§ **REQUIREMENT**
Write out the rows below exactly as they appear, from the line that contains "A note for the class: find the kneeling" through the line that contains "<point>93,206</point>", both included.

§ **EXERCISE MATERIAL**
-*-

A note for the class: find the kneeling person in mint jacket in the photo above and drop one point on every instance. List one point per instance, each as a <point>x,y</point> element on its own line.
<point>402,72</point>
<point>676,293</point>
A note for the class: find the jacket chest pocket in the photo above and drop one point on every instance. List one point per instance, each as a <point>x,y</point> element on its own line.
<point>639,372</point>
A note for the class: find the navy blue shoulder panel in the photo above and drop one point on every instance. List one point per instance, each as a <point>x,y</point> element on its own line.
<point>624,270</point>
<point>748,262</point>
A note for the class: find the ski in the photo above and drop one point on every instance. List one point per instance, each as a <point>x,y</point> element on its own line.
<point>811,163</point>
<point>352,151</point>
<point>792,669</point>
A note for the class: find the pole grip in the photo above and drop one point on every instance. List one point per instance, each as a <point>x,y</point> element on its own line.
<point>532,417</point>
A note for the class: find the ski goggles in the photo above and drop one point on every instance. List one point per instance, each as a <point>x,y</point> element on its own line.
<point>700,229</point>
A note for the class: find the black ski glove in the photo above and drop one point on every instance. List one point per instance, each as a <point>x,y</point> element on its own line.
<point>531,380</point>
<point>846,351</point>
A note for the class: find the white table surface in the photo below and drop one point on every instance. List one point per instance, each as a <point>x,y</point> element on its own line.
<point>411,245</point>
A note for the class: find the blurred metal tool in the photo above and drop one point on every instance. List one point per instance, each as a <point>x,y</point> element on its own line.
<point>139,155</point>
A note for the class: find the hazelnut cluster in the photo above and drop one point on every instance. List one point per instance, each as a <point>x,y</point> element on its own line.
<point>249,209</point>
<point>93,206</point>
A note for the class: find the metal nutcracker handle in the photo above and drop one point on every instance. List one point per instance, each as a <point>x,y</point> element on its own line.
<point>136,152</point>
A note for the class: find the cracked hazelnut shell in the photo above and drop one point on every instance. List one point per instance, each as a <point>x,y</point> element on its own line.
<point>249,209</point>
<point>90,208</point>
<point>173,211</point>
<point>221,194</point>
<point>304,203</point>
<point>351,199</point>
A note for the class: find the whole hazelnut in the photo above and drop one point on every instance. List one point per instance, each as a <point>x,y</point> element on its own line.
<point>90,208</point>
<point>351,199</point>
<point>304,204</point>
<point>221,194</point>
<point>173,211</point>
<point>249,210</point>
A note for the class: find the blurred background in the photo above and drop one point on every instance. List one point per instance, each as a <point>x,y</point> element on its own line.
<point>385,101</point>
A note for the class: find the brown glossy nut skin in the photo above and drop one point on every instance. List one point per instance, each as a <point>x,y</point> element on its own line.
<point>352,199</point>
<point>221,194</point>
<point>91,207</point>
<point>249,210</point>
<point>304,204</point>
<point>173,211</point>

-*-

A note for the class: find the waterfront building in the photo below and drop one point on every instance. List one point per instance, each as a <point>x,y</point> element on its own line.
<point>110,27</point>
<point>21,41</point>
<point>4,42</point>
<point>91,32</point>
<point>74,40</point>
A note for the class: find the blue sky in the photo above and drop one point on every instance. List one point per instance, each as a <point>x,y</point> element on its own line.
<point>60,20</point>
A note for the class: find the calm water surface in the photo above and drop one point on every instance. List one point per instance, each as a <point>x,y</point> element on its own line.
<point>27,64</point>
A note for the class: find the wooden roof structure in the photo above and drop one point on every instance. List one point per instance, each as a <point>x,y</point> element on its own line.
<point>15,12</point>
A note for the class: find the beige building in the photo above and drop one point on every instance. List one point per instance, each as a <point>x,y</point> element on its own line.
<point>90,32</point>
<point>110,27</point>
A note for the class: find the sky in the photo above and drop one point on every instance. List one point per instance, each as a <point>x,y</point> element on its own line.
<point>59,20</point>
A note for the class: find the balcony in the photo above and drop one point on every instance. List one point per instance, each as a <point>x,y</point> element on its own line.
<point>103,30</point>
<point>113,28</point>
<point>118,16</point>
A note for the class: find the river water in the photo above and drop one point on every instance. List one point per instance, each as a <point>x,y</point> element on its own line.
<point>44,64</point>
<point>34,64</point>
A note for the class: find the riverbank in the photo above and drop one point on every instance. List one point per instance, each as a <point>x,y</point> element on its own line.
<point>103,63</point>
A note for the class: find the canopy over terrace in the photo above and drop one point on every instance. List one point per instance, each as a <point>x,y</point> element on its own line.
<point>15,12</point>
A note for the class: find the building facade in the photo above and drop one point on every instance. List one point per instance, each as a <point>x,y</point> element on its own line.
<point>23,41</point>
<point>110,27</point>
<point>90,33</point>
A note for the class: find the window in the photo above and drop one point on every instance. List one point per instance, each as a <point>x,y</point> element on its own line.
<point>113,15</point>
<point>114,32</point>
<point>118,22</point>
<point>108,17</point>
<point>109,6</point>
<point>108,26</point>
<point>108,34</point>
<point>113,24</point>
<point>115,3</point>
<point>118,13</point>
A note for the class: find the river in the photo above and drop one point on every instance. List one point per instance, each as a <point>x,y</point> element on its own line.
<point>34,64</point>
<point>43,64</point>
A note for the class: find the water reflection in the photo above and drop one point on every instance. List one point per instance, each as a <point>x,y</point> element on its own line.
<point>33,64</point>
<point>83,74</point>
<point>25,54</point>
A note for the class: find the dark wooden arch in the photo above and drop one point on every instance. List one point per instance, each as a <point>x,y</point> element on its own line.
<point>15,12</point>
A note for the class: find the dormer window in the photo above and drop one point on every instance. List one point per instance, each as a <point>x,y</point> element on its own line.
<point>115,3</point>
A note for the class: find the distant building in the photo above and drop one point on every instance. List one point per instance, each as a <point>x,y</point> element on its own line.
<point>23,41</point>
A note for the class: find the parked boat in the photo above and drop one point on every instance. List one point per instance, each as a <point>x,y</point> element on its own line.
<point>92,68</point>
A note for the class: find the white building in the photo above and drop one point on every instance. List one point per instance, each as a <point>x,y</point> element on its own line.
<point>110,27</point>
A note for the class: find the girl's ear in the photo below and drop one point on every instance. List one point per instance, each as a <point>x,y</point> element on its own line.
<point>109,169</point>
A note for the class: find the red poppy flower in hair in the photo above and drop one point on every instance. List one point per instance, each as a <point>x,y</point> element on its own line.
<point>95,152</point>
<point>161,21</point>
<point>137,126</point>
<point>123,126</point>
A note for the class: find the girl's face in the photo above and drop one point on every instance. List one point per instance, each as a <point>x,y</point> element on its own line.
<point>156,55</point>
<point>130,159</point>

-*-

§ **RESPONSE TO THE EXERCISE**
A note for the class: find the kneeling person in mint jacket in the photo above and drop one point on every instance. List one point per instance, each as a <point>x,y</point> element on its own line.
<point>402,72</point>
<point>676,293</point>
A note for the class: find the jacket chest pocket in the photo above and drop one point on every instance. List one point per instance, each as a <point>x,y</point> element on its own line.
<point>639,372</point>
A note for the class: find the navy blue shoulder panel in the photo above and drop one point on every instance. List one point per instance, each as a <point>x,y</point> element on its own line.
<point>624,270</point>
<point>748,262</point>
A note for the class: find the ski in the photo above and drop one point on every instance. List one point per instance, each as a <point>x,y</point> element on its own line.
<point>811,163</point>
<point>352,151</point>
<point>792,669</point>
A note for the class: find the pole grip in the photo above and drop one point on every instance. List one point per instance, each as a <point>x,y</point> element on its own line.
<point>532,417</point>
A note for the class: find the ski goggles in the photo above and drop one point on every instance. List one point per instance, each as a <point>x,y</point> element on its own line.
<point>700,229</point>
A note for the class: find the black ski glove in the photo above and drop one point on every instance. List one point per instance, each as a <point>x,y</point> element on its own line.
<point>531,380</point>
<point>846,351</point>
A note for the class: find the white table surface in the photo below and drop one point on every instance. List one point per instance, each as a <point>x,y</point> element on its own line.
<point>411,245</point>
A note for the class: find the blurred metal tool in the photo above and drop one point on every instance. List one point per instance, each as a <point>x,y</point> element on its own line.
<point>139,155</point>
A note for the class: find the hazelnut cluster in the photo above and drop one point on every instance. List one point per instance, each as a <point>x,y</point> element on its own line.
<point>249,209</point>
<point>93,206</point>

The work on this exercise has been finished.